→ GOALS
1/ In the skate and dogfish thread below, how would you render the sentence "The texture is firm like chicken breast but there is no flavor at all so season well." in Spanish?
2/ Can you print everything in the skate and dogfish thread below, from "## NC KingFisher" down to "(Apr 30, 2004)"?

→ SOURCE DOCUMENT
----------------

# Skate and Dogfish



## sepefrio (Mar 31, 2014)

Went fishing the other weekend and brought in 7 decent sized skates and 3 dogfish. Tossed them all back though. Told some friends later and there was some "Hey! Those are good eating!" comments. Of course when I asked how to prepare, I got blank looks in return. So my question is (and I hope this is in the right forums section) what are some good recipes for Skate and or Dogfish? Thanks!


----------



## ORF Pete (Sep 26, 2009)

Not really a recipe, but here is an old topic I posted on the subject: http://www.pierandsurf.com/fishing-forum/showthread.php?91808-Preparing-and-Cooking-Dogfish


----------



## NC KingFisher (Nov 20, 2011)

Ive always hear skin the wings and cook em, cut em up and cook em like scallops. I wouldnt try it though :--|


----------



## sleepyhead (Apr 30, 2004)

A few months ago at work, we had dogfish fillets for lunch. It was tasty. Last week we had dogfish soup, it was a creamy chowder like. It was really yummy.


----------



## narfpoit (Jun 16, 2004)

For the rays just cut off the wings then fillet top and bottom like a flounder there is cartilage in the middle of the two fillets. The texture is firm like chicken breast but there is no flavor at all so season well.


----------



## SmoothLures (Feb 13, 2008)

I've had fried dogfish before, nothing wrong with it at all but I don't keep them.


----------

----------------

→ RAW RECORDS
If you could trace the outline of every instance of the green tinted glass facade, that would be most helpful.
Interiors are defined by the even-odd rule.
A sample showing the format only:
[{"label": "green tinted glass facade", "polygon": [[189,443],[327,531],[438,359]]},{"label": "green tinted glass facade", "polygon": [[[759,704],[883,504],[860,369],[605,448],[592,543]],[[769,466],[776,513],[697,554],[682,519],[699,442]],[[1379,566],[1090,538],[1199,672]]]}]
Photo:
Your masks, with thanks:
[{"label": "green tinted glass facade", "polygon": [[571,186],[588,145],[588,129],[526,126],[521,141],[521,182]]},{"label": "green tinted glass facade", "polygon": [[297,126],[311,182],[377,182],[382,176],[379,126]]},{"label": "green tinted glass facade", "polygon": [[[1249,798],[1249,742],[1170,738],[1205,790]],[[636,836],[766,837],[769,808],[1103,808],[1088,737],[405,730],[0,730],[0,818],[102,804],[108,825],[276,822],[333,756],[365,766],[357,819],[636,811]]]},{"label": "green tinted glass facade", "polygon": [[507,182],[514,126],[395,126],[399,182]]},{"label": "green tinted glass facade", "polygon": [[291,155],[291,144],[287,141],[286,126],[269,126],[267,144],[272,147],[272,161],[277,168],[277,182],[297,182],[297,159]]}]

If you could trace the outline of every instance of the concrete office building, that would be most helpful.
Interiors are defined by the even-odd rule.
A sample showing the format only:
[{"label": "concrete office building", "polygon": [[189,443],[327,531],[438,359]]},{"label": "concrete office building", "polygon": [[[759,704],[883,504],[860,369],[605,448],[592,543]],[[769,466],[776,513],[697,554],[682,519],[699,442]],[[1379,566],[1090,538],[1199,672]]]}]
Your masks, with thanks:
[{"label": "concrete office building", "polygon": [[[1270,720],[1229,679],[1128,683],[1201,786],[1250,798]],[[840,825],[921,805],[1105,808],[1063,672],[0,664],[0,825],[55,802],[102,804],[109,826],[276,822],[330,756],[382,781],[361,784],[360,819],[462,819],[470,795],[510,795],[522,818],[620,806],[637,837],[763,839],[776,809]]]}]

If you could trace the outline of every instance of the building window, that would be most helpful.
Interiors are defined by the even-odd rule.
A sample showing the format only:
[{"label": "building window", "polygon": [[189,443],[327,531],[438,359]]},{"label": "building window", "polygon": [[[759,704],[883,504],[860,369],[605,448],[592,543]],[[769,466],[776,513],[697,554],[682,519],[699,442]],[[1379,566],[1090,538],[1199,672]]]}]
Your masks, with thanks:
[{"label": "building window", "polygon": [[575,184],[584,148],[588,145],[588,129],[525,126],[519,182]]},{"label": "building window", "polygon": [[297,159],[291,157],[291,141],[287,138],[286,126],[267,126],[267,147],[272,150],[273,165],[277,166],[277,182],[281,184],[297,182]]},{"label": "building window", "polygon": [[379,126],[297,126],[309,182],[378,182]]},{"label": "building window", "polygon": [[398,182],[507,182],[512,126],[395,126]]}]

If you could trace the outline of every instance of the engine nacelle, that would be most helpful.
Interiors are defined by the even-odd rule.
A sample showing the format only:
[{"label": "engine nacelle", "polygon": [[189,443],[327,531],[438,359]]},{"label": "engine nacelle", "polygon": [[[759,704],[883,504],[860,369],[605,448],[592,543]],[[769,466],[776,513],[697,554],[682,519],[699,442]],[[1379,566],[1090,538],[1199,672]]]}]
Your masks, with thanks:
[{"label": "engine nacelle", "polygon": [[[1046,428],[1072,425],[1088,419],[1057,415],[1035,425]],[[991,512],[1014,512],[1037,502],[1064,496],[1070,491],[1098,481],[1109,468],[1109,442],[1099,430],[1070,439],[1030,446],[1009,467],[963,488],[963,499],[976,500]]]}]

----------------

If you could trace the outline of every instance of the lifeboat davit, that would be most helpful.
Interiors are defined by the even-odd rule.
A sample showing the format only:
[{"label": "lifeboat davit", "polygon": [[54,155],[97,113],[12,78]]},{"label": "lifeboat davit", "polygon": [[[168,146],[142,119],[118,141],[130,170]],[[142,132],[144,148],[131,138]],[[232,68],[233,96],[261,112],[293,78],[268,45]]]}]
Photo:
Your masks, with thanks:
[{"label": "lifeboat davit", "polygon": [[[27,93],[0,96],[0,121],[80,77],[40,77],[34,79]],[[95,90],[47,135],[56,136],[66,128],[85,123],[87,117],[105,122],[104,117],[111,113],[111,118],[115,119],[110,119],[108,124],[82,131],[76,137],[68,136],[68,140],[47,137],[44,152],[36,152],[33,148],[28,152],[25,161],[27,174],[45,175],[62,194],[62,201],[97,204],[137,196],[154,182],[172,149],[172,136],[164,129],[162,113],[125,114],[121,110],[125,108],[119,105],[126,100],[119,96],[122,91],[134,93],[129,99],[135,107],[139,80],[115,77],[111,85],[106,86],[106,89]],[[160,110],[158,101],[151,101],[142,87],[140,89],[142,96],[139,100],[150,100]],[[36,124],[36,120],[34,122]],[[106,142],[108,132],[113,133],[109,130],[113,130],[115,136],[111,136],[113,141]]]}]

----------------

→ RESPONSES TO THE TASKS
1/ La textura es firme como la pechuga de pollo, pero no tiene nada de sabor, así que hay que sazonarla bien.

2/
## NC KingFisher (Nov 20, 2011)

Ive always hear skin the wings and cook em, cut em up and cook em like scallops. I wouldnt try it though :--|


----------



## sleepyhead (Apr 30, 2004)